Please recast every line of the entries below as a Markdown table with two columns, Row and Line, numbering the rows and leaving out blank lines.

## START DATA RECORDS

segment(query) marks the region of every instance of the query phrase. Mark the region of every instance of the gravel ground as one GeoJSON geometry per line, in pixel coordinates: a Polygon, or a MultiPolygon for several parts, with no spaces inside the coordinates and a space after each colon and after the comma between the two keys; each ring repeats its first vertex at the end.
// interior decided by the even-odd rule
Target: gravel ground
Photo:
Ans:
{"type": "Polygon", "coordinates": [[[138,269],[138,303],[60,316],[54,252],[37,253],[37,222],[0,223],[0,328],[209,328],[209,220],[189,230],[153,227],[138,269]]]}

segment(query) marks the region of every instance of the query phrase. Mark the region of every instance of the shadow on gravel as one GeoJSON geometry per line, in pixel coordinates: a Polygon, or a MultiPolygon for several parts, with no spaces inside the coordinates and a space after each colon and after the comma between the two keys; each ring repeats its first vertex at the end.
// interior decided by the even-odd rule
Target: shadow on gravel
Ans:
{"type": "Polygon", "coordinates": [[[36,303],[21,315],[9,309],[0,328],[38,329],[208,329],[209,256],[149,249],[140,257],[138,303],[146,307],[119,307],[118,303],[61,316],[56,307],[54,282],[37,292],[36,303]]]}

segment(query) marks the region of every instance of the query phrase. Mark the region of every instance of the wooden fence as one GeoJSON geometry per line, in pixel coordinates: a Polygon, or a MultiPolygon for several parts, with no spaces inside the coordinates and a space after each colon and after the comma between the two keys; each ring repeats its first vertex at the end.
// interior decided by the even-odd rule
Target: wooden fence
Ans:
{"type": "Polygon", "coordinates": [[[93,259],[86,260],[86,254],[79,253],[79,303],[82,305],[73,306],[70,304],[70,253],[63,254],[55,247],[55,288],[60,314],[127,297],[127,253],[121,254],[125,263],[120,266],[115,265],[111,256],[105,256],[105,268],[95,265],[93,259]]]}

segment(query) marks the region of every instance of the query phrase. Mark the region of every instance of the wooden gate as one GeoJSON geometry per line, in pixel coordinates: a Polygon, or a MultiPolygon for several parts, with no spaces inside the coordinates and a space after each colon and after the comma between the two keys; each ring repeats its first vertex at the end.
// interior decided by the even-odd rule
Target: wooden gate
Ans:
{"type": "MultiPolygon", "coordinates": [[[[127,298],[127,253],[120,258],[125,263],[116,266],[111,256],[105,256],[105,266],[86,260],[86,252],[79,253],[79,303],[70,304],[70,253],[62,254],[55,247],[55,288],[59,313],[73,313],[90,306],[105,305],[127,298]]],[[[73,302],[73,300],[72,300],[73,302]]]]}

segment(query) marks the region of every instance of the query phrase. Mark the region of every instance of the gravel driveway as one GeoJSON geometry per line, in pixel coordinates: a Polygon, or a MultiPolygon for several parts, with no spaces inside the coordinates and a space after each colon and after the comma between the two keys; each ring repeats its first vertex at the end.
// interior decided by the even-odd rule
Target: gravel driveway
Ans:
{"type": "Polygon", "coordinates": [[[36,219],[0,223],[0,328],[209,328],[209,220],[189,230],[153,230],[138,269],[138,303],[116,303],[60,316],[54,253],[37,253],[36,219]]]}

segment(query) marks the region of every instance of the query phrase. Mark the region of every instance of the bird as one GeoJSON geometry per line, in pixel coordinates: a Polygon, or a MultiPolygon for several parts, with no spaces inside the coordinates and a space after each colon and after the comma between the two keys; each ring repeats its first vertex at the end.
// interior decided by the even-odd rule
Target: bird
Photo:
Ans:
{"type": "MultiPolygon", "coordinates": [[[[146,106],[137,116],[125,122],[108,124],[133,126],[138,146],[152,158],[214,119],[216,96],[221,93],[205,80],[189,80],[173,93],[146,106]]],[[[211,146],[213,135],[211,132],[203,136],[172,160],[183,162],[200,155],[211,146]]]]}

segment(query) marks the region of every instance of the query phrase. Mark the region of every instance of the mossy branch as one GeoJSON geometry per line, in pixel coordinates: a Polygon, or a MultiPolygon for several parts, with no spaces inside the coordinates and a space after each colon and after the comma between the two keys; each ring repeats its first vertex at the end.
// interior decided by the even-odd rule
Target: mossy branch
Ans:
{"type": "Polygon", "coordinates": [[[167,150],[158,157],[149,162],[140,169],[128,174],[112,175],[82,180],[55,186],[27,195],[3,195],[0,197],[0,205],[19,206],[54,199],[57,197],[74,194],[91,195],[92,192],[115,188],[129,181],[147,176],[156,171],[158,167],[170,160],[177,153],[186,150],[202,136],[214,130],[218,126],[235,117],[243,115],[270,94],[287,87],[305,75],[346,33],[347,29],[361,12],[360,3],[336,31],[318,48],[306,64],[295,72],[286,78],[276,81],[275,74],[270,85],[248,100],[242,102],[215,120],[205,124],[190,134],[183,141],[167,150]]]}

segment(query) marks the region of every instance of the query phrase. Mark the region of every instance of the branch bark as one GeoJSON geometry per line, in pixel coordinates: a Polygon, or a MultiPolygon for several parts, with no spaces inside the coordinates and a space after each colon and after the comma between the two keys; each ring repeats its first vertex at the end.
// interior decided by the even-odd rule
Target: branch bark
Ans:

## END DATA RECORDS

SOLUTION FOR THIS EXERCISE
| Row | Line |
|---|---|
| 1 | segment(query) marks the region of every instance of the query phrase. Mark the region of every instance of the gravel ground as one GeoJSON geometry per line, in pixel coordinates: a Polygon, or a MultiPolygon for several parts, with no spaces inside the coordinates and a space after each colon and after the comma between the two keys; each ring repeats its first vertex at the end. |
| 2 | // interior decided by the even-odd rule |
| 3 | Target: gravel ground |
| 4 | Photo: |
| 5 | Ans: |
| 6 | {"type": "Polygon", "coordinates": [[[138,269],[138,303],[60,316],[54,252],[37,253],[37,222],[0,223],[0,328],[209,328],[209,220],[189,230],[153,227],[138,269]]]} |
| 7 | segment(query) marks the region of every instance of the query phrase. Mark the region of every instance of the shadow on gravel as one GeoJSON geometry per line, in pixel coordinates: a Polygon, or a MultiPolygon for several parts, with no spaces inside the coordinates and a space after each colon and after the comma between the two keys; each ring repeats its first vertex at the end. |
| 8 | // interior decided by the even-odd rule |
| 9 | Target: shadow on gravel |
| 10 | Ans: |
| 11 | {"type": "Polygon", "coordinates": [[[36,303],[21,315],[9,309],[0,328],[38,329],[208,329],[209,256],[149,249],[140,257],[138,303],[146,307],[119,307],[118,303],[61,316],[56,307],[54,282],[37,292],[36,303]]]} |
| 12 | segment(query) marks the region of every instance of the query phrase. Mark the region of every instance of the wooden fence as one GeoJSON geometry per line, in pixel coordinates: a Polygon, or a MultiPolygon for several parts, with no spaces inside the coordinates and a space after each colon and after the comma between the two keys; each ring repeats its first vertex at the end. |
| 13 | // interior decided by the even-odd rule |
| 14 | Target: wooden fence |
| 15 | Ans: |
| 16 | {"type": "Polygon", "coordinates": [[[93,259],[86,260],[86,254],[79,253],[79,303],[82,305],[73,306],[70,304],[70,253],[63,254],[55,247],[55,288],[60,314],[127,297],[127,253],[121,254],[125,263],[120,266],[115,265],[111,256],[105,256],[105,268],[95,265],[93,259]]]} |
| 17 | segment(query) marks the region of every instance of the query phrase. Mark the region of every instance of the wooden gate as one GeoJSON geometry per line, in pixel coordinates: a Polygon, or a MultiPolygon for several parts, with no spaces inside the coordinates and a space after each colon and after the comma between the two keys; each ring repeats its first vertex at the end. |
| 18 | // interior decided by the even-odd rule |
| 19 | Target: wooden gate |
| 20 | Ans: |
| 21 | {"type": "MultiPolygon", "coordinates": [[[[127,298],[127,253],[120,258],[125,263],[116,266],[111,256],[105,256],[105,266],[86,260],[86,252],[79,253],[79,303],[70,304],[70,253],[62,254],[55,247],[55,288],[59,313],[73,313],[90,306],[105,305],[127,298]]],[[[73,302],[73,300],[72,300],[73,302]]]]} |
| 22 | segment(query) marks the region of every instance of the query phrase. Mark the region of every instance of the gravel driveway as one GeoJSON geometry per line, in pixel coordinates: a Polygon, or a MultiPolygon for several parts, with no spaces inside the coordinates and a space after each colon and after the comma between the two keys; each ring repeats its first vertex at the end. |
| 23 | // interior decided by the even-odd rule |
| 24 | Target: gravel driveway |
| 25 | Ans: |
| 26 | {"type": "Polygon", "coordinates": [[[36,219],[0,223],[0,328],[209,328],[209,220],[189,230],[153,230],[138,269],[138,303],[116,303],[60,316],[54,253],[37,253],[36,219]]]} |
| 27 | segment(query) marks the region of every instance of the query phrase. Mark the region of every instance of the bird as one GeoJSON geometry per line, in pixel coordinates: a Polygon, or a MultiPolygon for several parts, with no spaces inside the coordinates and a space after each colon and after the comma between the two keys; each ring repeats its first vertex at the end. |
| 28 | // interior decided by the even-odd rule |
| 29 | Target: bird |
| 30 | Photo: |
| 31 | Ans: |
| 32 | {"type": "MultiPolygon", "coordinates": [[[[146,106],[137,116],[125,122],[108,124],[133,126],[138,146],[152,158],[214,119],[216,96],[221,93],[205,80],[189,80],[173,93],[146,106]]],[[[211,146],[213,135],[211,132],[203,136],[172,160],[183,162],[200,155],[211,146]]]]} |
| 33 | segment(query) marks the region of every instance of the query phrase. Mark the region of every instance of the mossy branch as one GeoJSON geometry per line, in pixel coordinates: a Polygon, or a MultiPolygon for several parts, with no spaces inside the coordinates and a space after each colon and after the comma between the two keys; each ring repeats its first vertex at the end. |
| 34 | // interior decided by the even-odd rule |
| 35 | Target: mossy branch |
| 36 | Ans: |
| 37 | {"type": "Polygon", "coordinates": [[[167,150],[158,157],[149,162],[140,169],[128,174],[112,175],[82,180],[55,186],[27,195],[3,195],[0,197],[0,205],[19,206],[54,199],[57,197],[74,194],[91,195],[92,192],[115,188],[129,181],[147,176],[156,171],[158,167],[170,160],[177,153],[186,150],[202,136],[214,130],[218,126],[235,117],[243,115],[270,94],[287,87],[305,75],[346,33],[347,29],[361,12],[360,3],[336,31],[318,48],[306,64],[295,72],[286,78],[276,81],[275,74],[270,85],[248,100],[242,102],[215,120],[205,124],[190,134],[183,141],[167,150]]]} |
| 38 | segment(query) marks the region of every instance of the query phrase. Mark the region of every instance of the branch bark as one GeoJSON geometry per line, in pixel coordinates: a Polygon, or a MultiPolygon for several parts, with no spaces inside the coordinates and a space after each colon and after the comma between the two keys; each ring repeats its first vertex at the end. |
| 39 | // interior decided by the even-odd rule |
| 40 | Target: branch bark |
| 41 | Ans: |